== Segment start ==

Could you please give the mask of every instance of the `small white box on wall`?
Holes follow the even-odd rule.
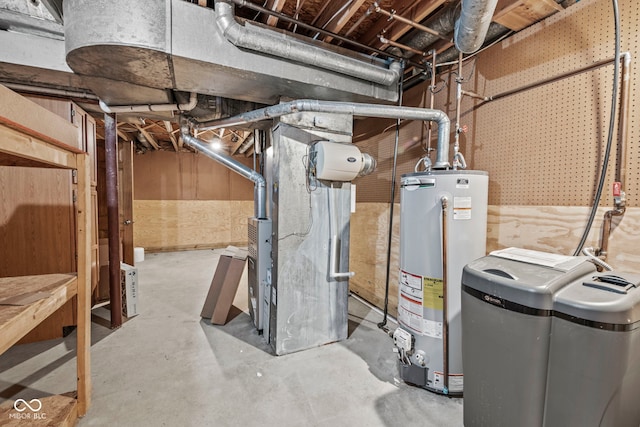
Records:
[[[120,263],[120,287],[122,290],[122,315],[138,315],[138,269]]]

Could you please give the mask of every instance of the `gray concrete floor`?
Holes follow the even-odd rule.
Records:
[[[235,317],[202,321],[220,252],[147,254],[141,314],[112,331],[106,310],[94,311],[93,401],[81,427],[462,425],[462,399],[398,379],[382,316],[354,298],[347,340],[280,357],[246,313],[246,271]],[[0,356],[0,401],[74,390],[74,345],[72,334]]]

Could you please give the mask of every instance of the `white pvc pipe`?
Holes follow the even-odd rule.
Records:
[[[162,111],[191,111],[198,105],[198,94],[191,92],[186,104],[140,104],[140,105],[107,105],[100,101],[100,108],[105,113],[149,113]]]

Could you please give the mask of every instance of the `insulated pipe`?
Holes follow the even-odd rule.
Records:
[[[226,154],[219,153],[211,148],[209,144],[205,141],[192,136],[189,133],[188,127],[181,128],[182,140],[185,144],[195,148],[196,150],[202,152],[205,156],[210,159],[215,160],[218,163],[221,163],[223,166],[231,169],[232,171],[242,175],[248,180],[252,181],[254,185],[253,193],[254,193],[254,215],[256,218],[266,218],[267,217],[267,184],[262,175],[253,169],[243,165],[242,163],[236,161],[230,156]]]
[[[460,52],[473,53],[482,47],[497,4],[498,0],[462,0],[454,34]]]
[[[236,47],[324,68],[385,86],[396,84],[400,78],[400,64],[397,62],[392,62],[389,69],[385,69],[305,43],[286,34],[251,24],[240,25],[235,19],[233,3],[228,1],[216,1],[215,8],[218,27],[224,37]]]
[[[191,111],[198,105],[198,94],[191,92],[186,104],[145,104],[145,105],[107,105],[100,101],[100,108],[105,113],[148,113],[160,111]]]
[[[237,116],[224,119],[210,120],[202,123],[193,123],[194,129],[208,130],[222,127],[233,127],[247,123],[255,123],[262,120],[273,119],[286,114],[299,113],[303,111],[316,113],[350,114],[359,117],[377,117],[386,119],[403,120],[423,120],[438,123],[438,146],[436,151],[436,161],[433,165],[435,169],[446,169],[450,167],[449,161],[449,117],[440,110],[430,110],[415,107],[397,107],[379,104],[357,104],[350,102],[318,101],[312,99],[299,99],[297,101],[285,102],[259,110],[238,114]]]
[[[298,20],[296,18],[292,18],[289,15],[285,15],[283,13],[279,13],[279,12],[276,12],[274,10],[264,8],[262,6],[259,6],[259,5],[255,4],[255,3],[251,3],[250,1],[247,1],[247,0],[231,0],[231,1],[233,1],[233,3],[237,4],[240,7],[246,7],[247,9],[255,10],[256,12],[264,13],[265,15],[275,16],[279,20],[282,20],[282,21],[285,21],[285,22],[289,22],[289,23],[297,25],[298,27],[301,27],[301,28],[304,28],[304,29],[307,29],[307,30],[310,30],[310,31],[314,31],[314,32],[323,34],[323,35],[325,35],[327,37],[330,37],[332,39],[340,40],[343,43],[347,43],[347,44],[349,44],[351,46],[354,46],[354,47],[357,47],[357,48],[359,48],[361,50],[374,52],[374,53],[377,53],[378,55],[384,55],[384,56],[386,56],[388,58],[403,59],[401,56],[394,55],[391,52],[380,50],[380,49],[377,49],[377,48],[372,47],[372,46],[367,46],[366,44],[362,44],[362,43],[359,43],[359,42],[357,42],[355,40],[351,40],[351,39],[347,38],[346,36],[349,35],[349,31],[353,31],[353,28],[356,27],[357,25],[359,25],[358,23],[354,24],[354,26],[351,27],[352,30],[347,31],[347,33],[344,36],[342,36],[340,34],[332,33],[331,31],[327,31],[325,29],[322,29],[322,28],[319,28],[319,27],[314,27],[313,25],[306,24],[306,23],[304,23],[304,22],[302,22],[302,21],[300,21],[300,20]],[[373,10],[371,12],[367,12],[367,13],[373,13]],[[362,17],[360,19],[366,18],[366,17],[367,17],[367,14],[364,14],[364,15],[362,15]],[[417,62],[406,61],[406,59],[405,59],[405,62],[413,65],[414,67],[422,67],[422,65],[418,64]]]

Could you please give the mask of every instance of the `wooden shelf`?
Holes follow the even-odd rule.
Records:
[[[73,242],[77,273],[0,278],[0,299],[46,293],[28,305],[0,306],[0,353],[69,299],[77,296],[78,301],[77,394],[42,398],[41,413],[46,418],[39,420],[34,412],[27,420],[29,425],[75,425],[91,400],[91,173],[87,154],[76,148],[78,136],[74,125],[0,85],[0,165],[73,169],[77,181]],[[7,425],[9,420],[8,425],[25,425],[20,415],[27,411],[16,411],[13,402],[8,407],[0,405],[0,424]]]
[[[75,274],[0,278],[0,300],[36,292],[49,293],[51,296],[28,305],[0,305],[0,353],[76,295],[78,278]]]
[[[24,412],[17,412],[14,401],[10,400],[0,405],[0,420],[4,427],[71,427],[78,421],[78,401],[74,393],[58,394],[38,399],[42,404],[39,411],[34,412],[25,408]],[[34,402],[35,406],[37,403]],[[19,414],[19,415],[17,415]]]

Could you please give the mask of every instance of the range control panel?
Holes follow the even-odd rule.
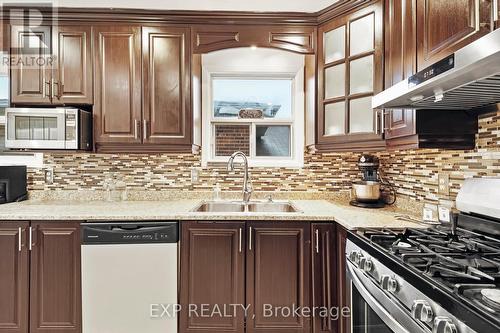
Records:
[[[425,81],[428,81],[440,74],[443,74],[451,69],[455,68],[455,55],[452,54],[443,60],[438,61],[437,63],[427,67],[426,69],[418,72],[417,74],[411,76],[408,79],[409,87],[414,87]]]
[[[82,244],[177,243],[178,222],[158,223],[85,223]]]

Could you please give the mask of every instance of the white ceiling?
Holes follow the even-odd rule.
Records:
[[[339,0],[85,0],[83,2],[82,0],[52,0],[58,7],[268,12],[317,12],[337,1]],[[51,1],[42,0],[41,2]]]

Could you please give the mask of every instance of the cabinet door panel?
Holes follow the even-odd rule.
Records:
[[[78,223],[32,223],[31,333],[81,331]]]
[[[489,15],[484,15],[484,6]],[[417,1],[418,70],[487,34],[490,10],[489,1]]]
[[[337,300],[337,249],[334,223],[312,224],[313,260],[312,290],[313,307],[332,309]],[[313,320],[314,333],[338,332],[340,323],[334,318],[322,316],[317,310]]]
[[[96,143],[141,143],[139,27],[95,27]]]
[[[0,332],[28,332],[28,223],[0,224]]]
[[[247,332],[310,332],[310,318],[273,312],[310,307],[310,225],[250,223],[247,233]]]
[[[244,313],[202,316],[219,306],[245,304],[245,223],[182,223],[180,332],[243,332]],[[190,313],[189,307],[196,306]]]
[[[11,102],[49,104],[51,34],[49,26],[11,28]],[[31,60],[30,60],[31,59]]]
[[[143,28],[144,142],[191,144],[189,29]]]
[[[92,55],[90,26],[57,26],[53,28],[56,102],[93,104]]]

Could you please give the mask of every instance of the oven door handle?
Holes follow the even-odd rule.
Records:
[[[358,290],[359,294],[365,302],[370,306],[370,308],[377,314],[377,316],[380,317],[380,319],[394,332],[394,333],[425,333],[427,332],[425,329],[423,329],[420,325],[418,325],[415,321],[407,315],[408,320],[404,320],[408,325],[407,326],[412,326],[412,327],[405,327],[401,324],[403,318],[395,318],[391,313],[397,313],[401,312],[401,308],[399,305],[395,304],[394,301],[390,300],[387,295],[384,294],[384,292],[376,287],[374,292],[378,291],[377,295],[372,295],[370,291],[368,291],[367,286],[361,281],[359,278],[358,274],[356,273],[356,268],[347,260],[347,276],[348,279],[351,280],[352,284],[356,287]],[[363,273],[361,273],[363,274]],[[367,283],[373,283],[371,282],[368,278],[366,279]],[[380,297],[380,298],[379,298]],[[389,309],[388,311],[382,304],[380,304],[379,299],[383,300],[389,300],[390,303],[394,308]],[[384,302],[386,303],[386,302]],[[351,305],[352,307],[352,305]],[[399,311],[398,311],[399,310]],[[351,309],[352,311],[352,309]],[[405,318],[406,319],[406,318]]]

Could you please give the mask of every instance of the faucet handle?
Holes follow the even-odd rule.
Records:
[[[266,198],[267,198],[267,202],[273,202],[273,195],[272,194],[268,194],[266,196]]]

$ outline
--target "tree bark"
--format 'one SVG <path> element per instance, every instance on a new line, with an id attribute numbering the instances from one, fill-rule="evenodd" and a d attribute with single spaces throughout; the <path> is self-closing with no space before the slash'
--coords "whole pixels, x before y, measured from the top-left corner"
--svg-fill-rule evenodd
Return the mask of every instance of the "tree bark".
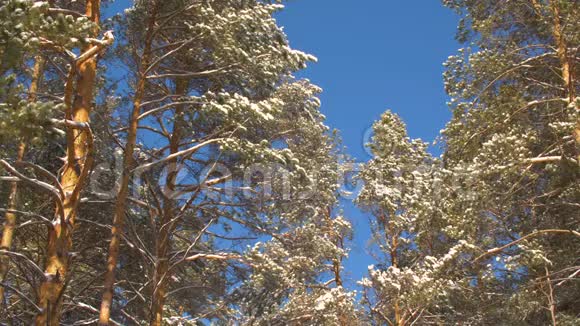
<path id="1" fill-rule="evenodd" d="M 391 214 L 391 216 L 394 216 L 394 214 Z M 396 230 L 394 225 L 391 223 L 391 221 L 387 220 L 386 216 L 382 216 L 383 219 L 383 223 L 385 225 L 385 230 L 386 230 L 386 234 L 385 234 L 385 238 L 387 243 L 390 241 L 391 242 L 391 249 L 389 251 L 389 256 L 391 256 L 391 266 L 394 268 L 398 268 L 399 267 L 399 259 L 397 256 L 397 251 L 399 249 L 399 235 L 401 234 L 400 231 Z M 404 322 L 404 316 L 401 313 L 401 307 L 400 307 L 400 303 L 399 303 L 399 298 L 395 298 L 394 299 L 394 304 L 393 304 L 393 309 L 395 311 L 395 325 L 397 326 L 403 326 L 405 325 Z"/>
<path id="2" fill-rule="evenodd" d="M 570 60 L 568 53 L 568 44 L 566 42 L 566 37 L 564 36 L 564 30 L 560 18 L 560 7 L 558 6 L 557 0 L 550 1 L 550 9 L 552 11 L 553 19 L 552 34 L 554 36 L 554 41 L 556 42 L 556 50 L 558 53 L 558 59 L 560 60 L 560 69 L 562 70 L 562 80 L 564 81 L 567 93 L 566 97 L 569 99 L 570 105 L 573 105 L 576 110 L 580 110 L 580 107 L 576 105 L 576 76 L 574 76 L 573 61 Z M 574 139 L 576 140 L 576 147 L 580 149 L 580 120 L 576 121 Z M 580 153 L 578 153 L 577 159 L 580 162 Z"/>
<path id="3" fill-rule="evenodd" d="M 399 261 L 397 259 L 397 250 L 399 248 L 399 233 L 393 233 L 392 235 L 392 242 L 391 242 L 391 266 L 398 268 Z M 395 298 L 395 325 L 403 326 L 404 317 L 401 314 L 401 306 L 399 303 L 399 298 Z"/>
<path id="4" fill-rule="evenodd" d="M 98 26 L 100 20 L 100 0 L 87 0 L 86 16 Z M 83 52 L 91 48 L 87 45 Z M 71 68 L 71 73 L 77 73 L 76 88 L 69 76 L 65 86 L 65 104 L 67 119 L 74 122 L 88 123 L 92 109 L 97 57 L 92 55 L 80 64 L 78 69 Z M 75 71 L 77 70 L 77 71 Z M 74 95 L 73 95 L 74 93 Z M 68 107 L 71 96 L 74 96 L 72 107 Z M 60 175 L 60 183 L 65 191 L 64 211 L 58 212 L 53 225 L 48 231 L 47 258 L 45 277 L 39 291 L 39 307 L 42 309 L 36 317 L 36 325 L 59 325 L 63 292 L 69 277 L 70 250 L 72 248 L 72 233 L 75 227 L 77 206 L 80 201 L 80 189 L 83 183 L 83 171 L 86 173 L 92 158 L 92 137 L 88 130 L 67 128 L 67 153 L 65 164 Z M 60 215 L 60 216 L 59 216 Z"/>
<path id="5" fill-rule="evenodd" d="M 151 64 L 151 47 L 153 43 L 153 32 L 157 20 L 158 4 L 154 3 L 147 22 L 146 40 L 141 57 L 139 80 L 133 98 L 133 111 L 131 121 L 127 131 L 127 142 L 125 144 L 125 154 L 123 157 L 123 172 L 117 200 L 115 202 L 115 213 L 113 217 L 113 227 L 111 229 L 111 242 L 109 243 L 109 257 L 107 259 L 107 271 L 105 273 L 104 291 L 101 299 L 101 309 L 99 313 L 99 325 L 109 325 L 111 318 L 111 307 L 113 305 L 113 294 L 115 286 L 115 272 L 119 258 L 119 246 L 121 244 L 121 234 L 125 224 L 125 209 L 127 197 L 129 195 L 129 182 L 131 180 L 131 170 L 135 164 L 133 157 L 137 142 L 137 130 L 139 128 L 139 113 L 141 103 L 145 96 L 145 86 L 147 83 L 146 71 Z"/>
<path id="6" fill-rule="evenodd" d="M 175 94 L 184 95 L 187 91 L 188 81 L 185 79 L 177 79 L 175 82 Z M 179 151 L 179 143 L 181 142 L 181 114 L 183 108 L 177 106 L 175 110 L 175 122 L 173 124 L 173 132 L 169 139 L 170 154 Z M 171 193 L 174 190 L 176 174 L 179 172 L 177 168 L 177 157 L 168 161 L 168 174 L 166 186 L 169 187 Z M 175 211 L 175 199 L 171 196 L 166 196 L 164 199 L 162 218 L 160 223 L 159 234 L 156 242 L 156 257 L 155 264 L 155 281 L 153 288 L 153 298 L 151 305 L 151 319 L 149 325 L 161 326 L 163 324 L 163 308 L 165 306 L 165 297 L 167 295 L 167 283 L 170 279 L 169 271 L 169 257 L 168 253 L 171 248 L 171 234 L 175 229 L 175 221 L 172 221 Z"/>
<path id="7" fill-rule="evenodd" d="M 333 223 L 332 207 L 331 206 L 327 207 L 322 212 L 322 214 L 324 214 L 324 218 L 325 218 L 326 222 L 328 223 L 328 227 L 329 227 L 328 235 L 330 236 L 331 239 L 333 239 L 333 241 L 337 247 L 343 249 L 344 248 L 344 239 L 343 239 L 342 235 L 339 234 L 338 232 L 335 232 L 334 229 L 332 229 L 332 223 Z M 335 257 L 332 260 L 332 272 L 334 274 L 334 284 L 337 287 L 343 286 L 341 271 L 342 271 L 342 257 Z M 337 318 L 338 318 L 338 324 L 340 326 L 348 326 L 347 316 L 345 316 L 343 313 L 339 312 L 337 315 Z"/>
<path id="8" fill-rule="evenodd" d="M 34 67 L 32 68 L 32 78 L 30 80 L 30 88 L 28 90 L 28 101 L 35 102 L 37 99 L 38 87 L 44 71 L 44 58 L 41 55 L 36 56 Z M 26 142 L 20 141 L 18 145 L 18 153 L 16 157 L 17 162 L 21 162 L 26 151 Z M 18 210 L 18 182 L 12 182 L 10 185 L 10 194 L 8 197 L 8 212 L 4 215 L 4 227 L 2 229 L 2 241 L 0 242 L 0 249 L 10 250 L 12 247 L 12 239 L 14 237 L 14 229 L 16 228 L 16 214 L 13 211 Z M 0 256 L 0 281 L 6 279 L 8 274 L 10 259 L 8 256 Z M 5 295 L 4 287 L 0 286 L 0 305 L 4 304 Z"/>
<path id="9" fill-rule="evenodd" d="M 568 93 L 567 97 L 570 99 L 570 102 L 573 102 L 576 98 L 573 76 L 574 71 L 572 69 L 570 57 L 568 56 L 568 47 L 564 36 L 564 30 L 562 28 L 562 22 L 560 20 L 560 8 L 558 7 L 556 0 L 550 1 L 550 7 L 553 15 L 552 33 L 554 35 L 554 41 L 556 42 L 558 59 L 560 60 L 562 69 L 562 80 L 566 86 L 566 91 Z"/>
<path id="10" fill-rule="evenodd" d="M 22 161 L 26 144 L 21 142 L 18 147 L 17 161 Z M 0 249 L 10 250 L 12 247 L 12 238 L 14 236 L 14 229 L 16 228 L 16 214 L 14 210 L 18 209 L 18 182 L 12 182 L 10 185 L 10 195 L 8 197 L 8 211 L 4 215 L 4 228 L 2 229 L 2 244 Z M 10 267 L 10 258 L 7 255 L 0 256 L 0 281 L 4 282 L 8 275 Z M 0 305 L 4 306 L 5 302 L 4 286 L 0 285 Z M 0 309 L 0 311 L 3 309 Z"/>

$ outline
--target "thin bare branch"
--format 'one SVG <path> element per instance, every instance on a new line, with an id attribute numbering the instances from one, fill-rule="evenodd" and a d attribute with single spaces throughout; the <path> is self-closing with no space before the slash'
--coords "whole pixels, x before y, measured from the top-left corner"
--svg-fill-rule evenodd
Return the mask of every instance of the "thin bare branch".
<path id="1" fill-rule="evenodd" d="M 525 240 L 528 240 L 528 239 L 531 239 L 531 238 L 534 238 L 534 237 L 537 237 L 537 236 L 540 236 L 540 235 L 545 235 L 545 234 L 570 234 L 570 235 L 574 235 L 574 236 L 580 237 L 580 232 L 577 232 L 577 231 L 574 231 L 574 230 L 549 229 L 549 230 L 536 231 L 536 232 L 530 233 L 530 234 L 528 234 L 526 236 L 523 236 L 523 237 L 519 238 L 518 240 L 512 241 L 512 242 L 510 242 L 510 243 L 508 243 L 508 244 L 506 244 L 504 246 L 501 246 L 499 248 L 489 249 L 484 254 L 478 256 L 477 258 L 475 258 L 473 260 L 473 263 L 477 263 L 478 261 L 480 261 L 480 260 L 482 260 L 482 259 L 484 259 L 486 257 L 499 254 L 502 251 L 504 251 L 505 249 L 508 249 L 508 248 L 510 248 L 512 246 L 515 246 L 515 245 L 517 245 L 518 243 L 520 243 L 522 241 L 525 241 Z"/>

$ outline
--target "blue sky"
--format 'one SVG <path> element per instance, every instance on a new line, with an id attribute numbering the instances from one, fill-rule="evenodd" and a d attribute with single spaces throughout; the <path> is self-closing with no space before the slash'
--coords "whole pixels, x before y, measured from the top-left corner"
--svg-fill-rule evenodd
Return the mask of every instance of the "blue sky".
<path id="1" fill-rule="evenodd" d="M 459 48 L 458 17 L 440 1 L 292 0 L 277 18 L 292 47 L 318 58 L 299 76 L 324 89 L 327 124 L 357 161 L 369 159 L 365 131 L 386 109 L 402 116 L 413 138 L 439 135 L 450 117 L 442 64 Z M 355 229 L 345 264 L 352 285 L 374 260 L 368 217 L 344 205 Z"/>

== Segment end ==

* [What you have to do] Each line of the entries above that contains "door" is to be copied.

* [Solution for this exercise]
Could you please give the mask of every instance of the cabinet door panel?
Could you please give the mask of every instance of the oven door handle?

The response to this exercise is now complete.